*SELECTED EXCERPT:*
******

You're adding people and you accidentally add the wrong person. All of a sudden your Aunt Mary knows all your raunchy plans for the bachelor party.
On this week's On the Media from WNYC. Find On the Media wherever you get your podcasts.
Hey, I'm Jan Abumrad. And I'm Robert Krulwich.
This is Radiolab. Today we're listening to a story about Lucy.
Lucy.
The confused chimp.
Confused chimp.
This is the chimp that's raised as a human.
Who dressed like a human.
Talks like a human.
Even.
Well, a little bit anyway.
It's actually attracted to humans.
So the thing to understand before we go on in the story, says Charles Siebert, is you
can do this and you can do it heartily and you can get one confused chimp.
But at some point, nature reasserts itself, at least in this way. As a chimpanzee grows, it becomes very strong.
Very strong. And that, says Charles, is usually the point where the human owner throws in the towel.
And, you know, there are people who really, who can't have children who have chimps as their substitute children. And they all have to go through that moment where the chimp gets too big, too strong, too willful, too sexually mature, and they invariably relinquish the chimp.
But in Lucy's case, what happened? So in Lucy's case, the Timberlands really hung on way longer than most. Lucy was 10, going on 11.
They had by by this time, rigged up an entire portion of the house for this very strong, willful animal. You know, behind bars, padded rooms so you can bounce.
Behind bars? Bars? They built a cage inside the house? In their house. Which defeats the entire purpose of the whole thing.
That's right. Was she destroying things? Oh, God, she was tearing the house to shreds.
Lucy was into everything. She could take a normal living room and turn it into pure chaos in less than five minutes.
Just, and with company, she would just jump on a guest and start bouncing up and down. Our friends and relatives began to visit us less frequently.

******

*PROVIDED MATERIAL:*

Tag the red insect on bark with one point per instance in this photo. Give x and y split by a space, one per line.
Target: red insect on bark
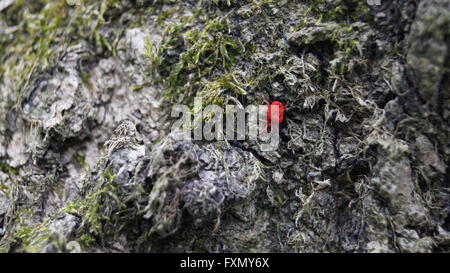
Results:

******

*ASSIGNMENT 1:*
In the Radiolab transcript, how old was Lucy while the Timberlands were still keeping her?
*ASSIGNMENT 2:*
Reproduce the Radiolab transcript word for word, from "This is Radiolab." up to and including "Talks like a human.".

*TASK RESPONSE 1:*
She was 10, going on 11.

*TASK RESPONSE 2:*
This is Radiolab. Today we're listening to a story about Lucy.
Lucy.
The confused chimp.
Confused chimp.
This is the chimp that's raised as a human.
Who dressed like a human.
Talks like a human.